• WORK REQUEST
A word-for-word copy of the entries below is required.

Stored dataset items:

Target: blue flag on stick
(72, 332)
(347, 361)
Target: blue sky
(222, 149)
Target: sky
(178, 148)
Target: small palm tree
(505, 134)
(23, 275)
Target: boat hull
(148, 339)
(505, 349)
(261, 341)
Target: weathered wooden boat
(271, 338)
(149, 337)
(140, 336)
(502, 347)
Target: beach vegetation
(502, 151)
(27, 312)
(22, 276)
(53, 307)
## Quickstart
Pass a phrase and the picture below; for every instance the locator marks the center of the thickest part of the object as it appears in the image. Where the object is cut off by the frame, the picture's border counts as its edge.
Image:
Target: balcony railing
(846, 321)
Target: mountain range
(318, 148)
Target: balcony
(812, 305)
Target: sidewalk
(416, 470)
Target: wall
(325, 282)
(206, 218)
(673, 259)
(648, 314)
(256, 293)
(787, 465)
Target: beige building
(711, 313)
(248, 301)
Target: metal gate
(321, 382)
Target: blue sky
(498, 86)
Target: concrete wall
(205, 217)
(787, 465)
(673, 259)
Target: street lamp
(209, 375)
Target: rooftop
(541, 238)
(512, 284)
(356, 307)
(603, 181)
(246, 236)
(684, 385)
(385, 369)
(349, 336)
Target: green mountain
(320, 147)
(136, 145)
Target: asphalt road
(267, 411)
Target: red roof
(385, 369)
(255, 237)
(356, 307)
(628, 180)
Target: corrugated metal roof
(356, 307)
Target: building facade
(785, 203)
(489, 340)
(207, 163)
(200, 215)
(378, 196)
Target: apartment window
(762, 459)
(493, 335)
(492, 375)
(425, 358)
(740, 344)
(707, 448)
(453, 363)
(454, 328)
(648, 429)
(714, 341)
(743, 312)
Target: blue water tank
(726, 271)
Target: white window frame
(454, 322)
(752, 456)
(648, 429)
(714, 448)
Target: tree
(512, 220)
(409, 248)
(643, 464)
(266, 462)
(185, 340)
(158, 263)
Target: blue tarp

• THE COMPLETED TASK
Target: blue flag on stick
(72, 332)
(347, 361)
Target: blue sky
(222, 149)
Target: sky
(178, 148)
Target: small palm tree
(505, 134)
(23, 275)
Target: boat hull
(148, 339)
(505, 349)
(261, 341)
Target: weathered wooden boat
(271, 338)
(149, 337)
(140, 336)
(502, 347)
Target: beach vegetation
(502, 151)
(27, 312)
(22, 276)
(53, 307)
## Quickstart
Pass a phrase and the picture below; for every instance the locator marks the center of the thickest part of the object as it appears in the image. Where the object is cut off by the frame, the picture's border counts as its edge.
Image:
Target: balcony railing
(846, 321)
Target: mountain range
(318, 148)
Target: balcony
(812, 305)
Target: sidewalk
(416, 470)
Target: wall
(325, 282)
(206, 218)
(673, 259)
(648, 314)
(256, 293)
(787, 465)
Target: beige building
(711, 313)
(248, 301)
Target: metal gate
(321, 382)
Target: blue sky
(498, 86)
Target: concrete wall
(205, 217)
(787, 465)
(673, 259)
Target: street lamp
(209, 375)
Target: rooftop
(541, 238)
(512, 284)
(356, 307)
(603, 181)
(246, 236)
(684, 385)
(385, 369)
(349, 336)
Target: green mountain
(320, 147)
(136, 145)
Target: asphalt road
(267, 411)
Target: red roof
(385, 369)
(255, 237)
(356, 307)
(628, 180)
Target: corrugated metal roof
(356, 307)
Target: building facade
(785, 203)
(489, 340)
(207, 163)
(200, 215)
(378, 196)
Target: apartment window
(762, 459)
(493, 335)
(492, 375)
(425, 358)
(740, 344)
(707, 448)
(453, 363)
(454, 328)
(648, 429)
(714, 341)
(743, 312)
Target: blue water tank
(726, 271)
Target: white window frame
(454, 322)
(752, 456)
(648, 429)
(714, 448)
Target: tree
(512, 220)
(409, 248)
(643, 464)
(266, 462)
(185, 340)
(158, 263)
Target: blue tarp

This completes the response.